HOW TO COMPLETE THIS TASK — Across the lines of the records below, how many have the string "Label" in them? Answer with the number alone.
==== DATA SUPPLIED
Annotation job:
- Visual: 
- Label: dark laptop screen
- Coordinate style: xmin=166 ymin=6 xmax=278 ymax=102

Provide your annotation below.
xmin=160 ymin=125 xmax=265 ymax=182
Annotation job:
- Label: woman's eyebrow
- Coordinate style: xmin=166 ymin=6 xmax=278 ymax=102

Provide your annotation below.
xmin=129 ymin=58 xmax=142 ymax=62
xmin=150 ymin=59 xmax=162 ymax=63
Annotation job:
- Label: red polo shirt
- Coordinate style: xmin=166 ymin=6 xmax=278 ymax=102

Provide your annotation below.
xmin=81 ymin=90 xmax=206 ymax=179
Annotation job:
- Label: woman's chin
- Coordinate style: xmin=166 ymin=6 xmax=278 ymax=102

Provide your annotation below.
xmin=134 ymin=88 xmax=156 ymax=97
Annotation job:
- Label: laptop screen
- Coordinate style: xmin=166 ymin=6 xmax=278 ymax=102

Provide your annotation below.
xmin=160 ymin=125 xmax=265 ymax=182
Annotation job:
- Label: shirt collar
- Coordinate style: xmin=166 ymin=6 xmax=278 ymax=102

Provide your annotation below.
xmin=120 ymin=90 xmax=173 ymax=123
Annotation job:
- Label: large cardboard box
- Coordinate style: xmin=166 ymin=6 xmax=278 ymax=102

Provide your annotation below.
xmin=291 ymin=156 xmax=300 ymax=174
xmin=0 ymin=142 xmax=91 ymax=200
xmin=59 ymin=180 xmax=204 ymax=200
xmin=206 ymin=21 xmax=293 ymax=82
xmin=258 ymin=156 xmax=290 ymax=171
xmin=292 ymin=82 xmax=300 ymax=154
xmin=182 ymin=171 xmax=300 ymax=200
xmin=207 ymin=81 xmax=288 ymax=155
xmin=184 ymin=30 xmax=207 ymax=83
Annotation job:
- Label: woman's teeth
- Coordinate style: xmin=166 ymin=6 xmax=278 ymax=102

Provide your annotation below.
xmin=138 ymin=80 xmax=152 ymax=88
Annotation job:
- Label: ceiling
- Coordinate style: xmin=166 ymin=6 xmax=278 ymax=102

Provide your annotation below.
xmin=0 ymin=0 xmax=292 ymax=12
========
SOLUTION TO THIS TASK — 9